Given exercise = Return every line of the items below that contains the string "sleeve".

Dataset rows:
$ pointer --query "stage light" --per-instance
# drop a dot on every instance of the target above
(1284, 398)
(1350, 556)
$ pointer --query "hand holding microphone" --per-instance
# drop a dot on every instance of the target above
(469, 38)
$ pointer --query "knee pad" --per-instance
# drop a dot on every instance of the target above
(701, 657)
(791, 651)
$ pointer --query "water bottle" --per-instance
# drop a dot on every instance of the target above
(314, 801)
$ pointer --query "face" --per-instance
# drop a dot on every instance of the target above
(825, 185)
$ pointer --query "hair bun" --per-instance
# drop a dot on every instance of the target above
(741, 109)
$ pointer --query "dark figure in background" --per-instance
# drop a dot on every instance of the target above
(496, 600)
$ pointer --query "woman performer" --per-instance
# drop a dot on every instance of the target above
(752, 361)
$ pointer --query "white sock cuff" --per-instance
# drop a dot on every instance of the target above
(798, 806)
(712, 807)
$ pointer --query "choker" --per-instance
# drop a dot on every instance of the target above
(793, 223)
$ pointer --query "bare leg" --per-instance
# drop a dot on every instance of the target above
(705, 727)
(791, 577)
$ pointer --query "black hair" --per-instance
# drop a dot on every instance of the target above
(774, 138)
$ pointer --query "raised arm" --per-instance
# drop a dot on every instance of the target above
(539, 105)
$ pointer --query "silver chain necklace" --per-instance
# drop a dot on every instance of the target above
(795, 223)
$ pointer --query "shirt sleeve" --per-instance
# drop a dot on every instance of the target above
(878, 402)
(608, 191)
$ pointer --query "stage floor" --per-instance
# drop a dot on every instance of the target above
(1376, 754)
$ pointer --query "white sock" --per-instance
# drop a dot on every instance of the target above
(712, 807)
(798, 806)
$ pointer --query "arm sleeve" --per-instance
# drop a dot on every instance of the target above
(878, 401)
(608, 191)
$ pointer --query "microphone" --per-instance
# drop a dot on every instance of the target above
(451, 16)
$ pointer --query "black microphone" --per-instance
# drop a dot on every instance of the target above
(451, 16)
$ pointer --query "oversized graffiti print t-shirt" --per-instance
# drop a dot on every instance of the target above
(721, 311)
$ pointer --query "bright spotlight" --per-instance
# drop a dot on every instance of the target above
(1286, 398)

Task output =
$ pointer --query "shirt sleeve" --per-instance
$ pointer --query "arm sleeve" --per-instance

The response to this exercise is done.